══ RECORDS FOR THE TASK ══

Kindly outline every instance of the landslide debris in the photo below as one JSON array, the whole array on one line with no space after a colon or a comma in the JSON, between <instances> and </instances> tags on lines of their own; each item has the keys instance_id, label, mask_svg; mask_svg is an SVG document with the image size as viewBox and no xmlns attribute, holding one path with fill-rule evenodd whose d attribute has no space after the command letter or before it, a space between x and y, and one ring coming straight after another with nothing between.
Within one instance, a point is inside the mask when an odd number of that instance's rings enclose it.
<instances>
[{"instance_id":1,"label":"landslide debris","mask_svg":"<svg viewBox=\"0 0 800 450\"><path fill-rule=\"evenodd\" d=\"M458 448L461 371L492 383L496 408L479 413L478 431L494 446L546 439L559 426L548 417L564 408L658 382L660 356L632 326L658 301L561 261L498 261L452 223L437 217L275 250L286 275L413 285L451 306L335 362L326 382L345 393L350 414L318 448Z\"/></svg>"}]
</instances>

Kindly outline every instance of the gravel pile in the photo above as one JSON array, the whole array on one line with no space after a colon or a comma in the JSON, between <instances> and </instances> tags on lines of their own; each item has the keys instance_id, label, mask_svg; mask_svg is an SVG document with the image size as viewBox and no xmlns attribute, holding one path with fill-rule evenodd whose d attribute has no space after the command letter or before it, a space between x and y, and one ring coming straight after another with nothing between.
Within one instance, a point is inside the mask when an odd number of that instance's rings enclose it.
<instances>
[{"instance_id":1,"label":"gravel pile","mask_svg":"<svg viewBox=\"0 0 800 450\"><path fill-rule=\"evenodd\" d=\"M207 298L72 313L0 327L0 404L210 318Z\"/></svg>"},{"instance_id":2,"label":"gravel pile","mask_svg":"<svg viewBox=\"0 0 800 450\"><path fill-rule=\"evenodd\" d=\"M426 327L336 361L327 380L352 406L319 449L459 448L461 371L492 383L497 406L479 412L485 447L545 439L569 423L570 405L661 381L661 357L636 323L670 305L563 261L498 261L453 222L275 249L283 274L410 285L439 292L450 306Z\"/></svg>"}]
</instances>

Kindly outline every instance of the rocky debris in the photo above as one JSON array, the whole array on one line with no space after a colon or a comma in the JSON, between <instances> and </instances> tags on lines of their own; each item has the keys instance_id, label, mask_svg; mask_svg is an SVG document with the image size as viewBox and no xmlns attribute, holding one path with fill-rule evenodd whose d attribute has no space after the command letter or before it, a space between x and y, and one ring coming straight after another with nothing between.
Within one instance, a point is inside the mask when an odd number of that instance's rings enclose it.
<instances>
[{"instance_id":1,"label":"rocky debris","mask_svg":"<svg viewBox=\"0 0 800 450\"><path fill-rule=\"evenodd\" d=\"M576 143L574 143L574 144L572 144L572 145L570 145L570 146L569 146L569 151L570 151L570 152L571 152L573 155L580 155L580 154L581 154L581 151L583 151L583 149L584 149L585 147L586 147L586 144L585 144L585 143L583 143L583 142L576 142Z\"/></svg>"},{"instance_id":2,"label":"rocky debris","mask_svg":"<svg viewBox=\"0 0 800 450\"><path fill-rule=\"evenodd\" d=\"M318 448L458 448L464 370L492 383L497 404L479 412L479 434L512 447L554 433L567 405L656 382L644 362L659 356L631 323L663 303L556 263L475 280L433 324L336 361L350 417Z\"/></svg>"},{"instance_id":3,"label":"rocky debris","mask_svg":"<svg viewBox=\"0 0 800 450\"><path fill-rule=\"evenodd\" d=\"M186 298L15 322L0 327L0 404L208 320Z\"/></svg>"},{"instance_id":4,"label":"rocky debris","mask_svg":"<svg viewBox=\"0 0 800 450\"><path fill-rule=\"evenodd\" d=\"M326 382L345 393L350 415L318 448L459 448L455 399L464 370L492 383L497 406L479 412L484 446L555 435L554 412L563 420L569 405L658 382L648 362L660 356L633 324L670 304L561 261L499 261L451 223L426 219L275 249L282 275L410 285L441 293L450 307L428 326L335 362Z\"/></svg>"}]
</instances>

═══

__WORK TO COMPLETE__:
Write the lines out exactly, from the one with "Kindly outline every instance of the rocky" down to the last line of the listing, and leave out all others.

__ANSWER BELOW__:
Kindly outline every instance of the rocky debris in the photo above as one JSON array, the whole array on one line with no space after a colon or a comma in the JSON, between <instances> and </instances> tags on lines of their own; each item has the keys instance_id, label, mask_svg; mask_svg is an SVG document with the image size as viewBox and no xmlns attribute, holding one path with fill-rule evenodd whose d attribute has no space after the command letter or before it, a space between x and y, and one ring coming straight after another with nothing between.
Within one instance, a point is inside the mask when an odd number of that instance's rings enclose it.
<instances>
[{"instance_id":1,"label":"rocky debris","mask_svg":"<svg viewBox=\"0 0 800 450\"><path fill-rule=\"evenodd\" d=\"M576 143L574 143L574 144L572 144L572 145L570 145L570 146L569 146L569 151L570 151L570 152L571 152L573 155L580 155L580 154L581 154L581 151L583 151L583 149L584 149L585 147L586 147L586 144L585 144L585 143L583 143L583 142L576 142Z\"/></svg>"},{"instance_id":2,"label":"rocky debris","mask_svg":"<svg viewBox=\"0 0 800 450\"><path fill-rule=\"evenodd\" d=\"M318 448L458 448L464 370L492 383L497 404L479 412L479 434L512 447L554 433L567 405L656 382L644 362L659 356L631 323L663 303L556 263L475 280L433 324L336 361L350 417Z\"/></svg>"},{"instance_id":3,"label":"rocky debris","mask_svg":"<svg viewBox=\"0 0 800 450\"><path fill-rule=\"evenodd\" d=\"M186 298L15 322L0 327L0 404L208 320Z\"/></svg>"},{"instance_id":4,"label":"rocky debris","mask_svg":"<svg viewBox=\"0 0 800 450\"><path fill-rule=\"evenodd\" d=\"M326 382L345 393L350 415L318 448L459 448L455 399L464 370L492 383L497 406L479 412L484 446L555 435L554 412L563 420L569 405L658 382L648 362L660 356L633 324L670 304L561 261L499 261L451 223L426 219L275 249L282 275L410 285L441 293L450 307L428 326L335 362Z\"/></svg>"}]
</instances>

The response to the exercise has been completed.